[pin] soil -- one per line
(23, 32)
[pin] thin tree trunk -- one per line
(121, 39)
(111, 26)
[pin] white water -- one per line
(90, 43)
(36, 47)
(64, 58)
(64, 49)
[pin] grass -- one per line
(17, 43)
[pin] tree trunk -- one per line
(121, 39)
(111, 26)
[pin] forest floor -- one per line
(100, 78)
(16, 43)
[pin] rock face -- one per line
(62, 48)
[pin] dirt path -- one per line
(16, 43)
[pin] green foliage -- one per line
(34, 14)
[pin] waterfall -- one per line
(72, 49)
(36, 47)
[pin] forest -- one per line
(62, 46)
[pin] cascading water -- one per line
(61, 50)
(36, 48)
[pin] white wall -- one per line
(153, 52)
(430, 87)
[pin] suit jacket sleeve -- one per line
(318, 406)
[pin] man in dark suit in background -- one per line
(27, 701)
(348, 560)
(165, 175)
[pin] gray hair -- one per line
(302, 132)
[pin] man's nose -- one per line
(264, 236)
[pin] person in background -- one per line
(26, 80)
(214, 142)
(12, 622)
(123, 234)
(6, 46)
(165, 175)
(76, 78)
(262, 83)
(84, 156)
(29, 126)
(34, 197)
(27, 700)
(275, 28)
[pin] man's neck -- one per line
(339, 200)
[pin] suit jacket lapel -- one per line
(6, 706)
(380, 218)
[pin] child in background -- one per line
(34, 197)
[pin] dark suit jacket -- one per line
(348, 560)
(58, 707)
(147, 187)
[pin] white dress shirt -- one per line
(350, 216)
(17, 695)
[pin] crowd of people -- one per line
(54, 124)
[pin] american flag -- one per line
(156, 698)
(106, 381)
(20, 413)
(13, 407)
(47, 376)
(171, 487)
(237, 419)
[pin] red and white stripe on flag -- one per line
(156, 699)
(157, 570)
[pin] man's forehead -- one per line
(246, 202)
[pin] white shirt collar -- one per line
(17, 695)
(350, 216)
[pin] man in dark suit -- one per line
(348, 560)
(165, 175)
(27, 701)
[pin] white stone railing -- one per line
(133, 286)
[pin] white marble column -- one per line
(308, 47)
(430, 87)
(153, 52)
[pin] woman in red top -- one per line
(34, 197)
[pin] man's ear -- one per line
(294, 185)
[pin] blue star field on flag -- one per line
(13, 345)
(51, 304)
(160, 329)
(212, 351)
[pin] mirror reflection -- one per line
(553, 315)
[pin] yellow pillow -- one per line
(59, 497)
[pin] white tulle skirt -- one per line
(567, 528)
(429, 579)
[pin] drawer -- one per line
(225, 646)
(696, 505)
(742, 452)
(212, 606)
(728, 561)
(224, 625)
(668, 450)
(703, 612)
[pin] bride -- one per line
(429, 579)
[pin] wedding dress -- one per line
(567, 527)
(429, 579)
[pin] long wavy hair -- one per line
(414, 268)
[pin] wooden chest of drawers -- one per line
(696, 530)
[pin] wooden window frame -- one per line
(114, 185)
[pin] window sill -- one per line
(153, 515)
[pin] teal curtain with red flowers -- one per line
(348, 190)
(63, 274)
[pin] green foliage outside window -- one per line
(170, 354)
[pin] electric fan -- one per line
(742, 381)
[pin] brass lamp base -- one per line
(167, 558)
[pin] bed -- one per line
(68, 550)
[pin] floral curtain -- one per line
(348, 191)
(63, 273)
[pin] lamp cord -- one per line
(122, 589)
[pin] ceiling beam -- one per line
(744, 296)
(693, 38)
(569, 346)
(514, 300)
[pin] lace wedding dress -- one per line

####################

* [Objective] Copy out all the entries above line for line, changing nothing.

* [Complete answer]
[pin] soil -- one per line
(23, 32)
[pin] thin tree trunk -- one per line
(121, 39)
(111, 26)
[pin] white water -- one per line
(90, 43)
(36, 47)
(64, 58)
(64, 49)
[pin] grass -- one per line
(17, 43)
[pin] tree trunk -- one per line
(121, 39)
(111, 26)
[pin] forest floor -- one per line
(100, 78)
(16, 43)
[pin] rock face -- one per line
(62, 48)
[pin] dirt path -- one per line
(16, 43)
[pin] green foliage -- one per line
(34, 14)
[pin] waterfall -- one per line
(72, 49)
(36, 47)
[pin] forest -- one per line
(62, 46)
[pin] cascading water -- one per line
(61, 50)
(36, 48)
[pin] white wall -- one per line
(153, 52)
(430, 87)
[pin] suit jacket sleeve -- one per line
(318, 406)
[pin] man in dark suit in background -- one per line
(27, 701)
(348, 560)
(165, 175)
[pin] gray hair -- one per line
(302, 132)
[pin] man's nose -- one per line
(264, 236)
[pin] person in background -- one per line
(26, 80)
(214, 142)
(12, 622)
(123, 234)
(6, 46)
(165, 175)
(76, 78)
(262, 83)
(84, 156)
(29, 126)
(34, 197)
(27, 700)
(275, 28)
[pin] man's neck -- one per line
(339, 200)
[pin] suit jacket lapel -- one per line
(6, 706)
(380, 218)
[pin] child in background -- one per line
(34, 197)
[pin] dark suit jacket -- one per line
(348, 560)
(58, 707)
(147, 187)
[pin] white dress shirt -- one per line
(350, 216)
(17, 695)
[pin] crowd of people -- one per line
(54, 124)
[pin] american flag -- one per line
(156, 698)
(106, 381)
(20, 413)
(13, 407)
(47, 376)
(171, 487)
(237, 419)
[pin] red and white stripe on flag -- one per line
(156, 699)
(157, 570)
[pin] man's forehead -- one per line
(246, 202)
[pin] white shirt collar -- one per line
(17, 695)
(350, 216)
[pin] man in dark suit -- one per line
(348, 560)
(165, 175)
(27, 701)
[pin] white stone railing -- one per line
(133, 286)
[pin] white marble column -- one per line
(308, 47)
(430, 87)
(153, 52)
[pin] woman in red top -- one per line
(34, 197)
[pin] man's ear -- one per line
(294, 185)
[pin] blue star field on flag -- one per line
(13, 345)
(51, 304)
(160, 329)
(212, 351)
[pin] mirror reflection -- one per line
(553, 315)
[pin] yellow pillow -- one per line
(59, 497)
[pin] white tulle skirt -- one per line
(567, 528)
(429, 579)
[pin] drawer -- one per line
(225, 646)
(696, 505)
(742, 452)
(212, 606)
(728, 561)
(224, 625)
(668, 450)
(703, 612)
[pin] bride -- one per line
(429, 579)
[pin] wedding dress -- one per line
(567, 527)
(429, 579)
[pin] long wavy hair -- one per line
(414, 268)
[pin] wooden chest of drawers -- one per line
(696, 530)
[pin] wooden window frame -- one per line
(114, 185)
[pin] window sill -- one per line
(153, 515)
[pin] teal curtain with red flowers -- one per line
(348, 190)
(63, 274)
[pin] green foliage outside window -- one per line
(170, 354)
[pin] electric fan -- one per line
(742, 381)
[pin] brass lamp base -- one per line
(167, 558)
[pin] bed -- one per line
(68, 550)
[pin] floral curtain -- one per line
(348, 191)
(63, 273)
[pin] lamp cord -- one per line
(122, 589)
[pin] ceiling beam -- one per line
(744, 296)
(693, 38)
(569, 346)
(514, 300)
[pin] lace wedding dress -- one per line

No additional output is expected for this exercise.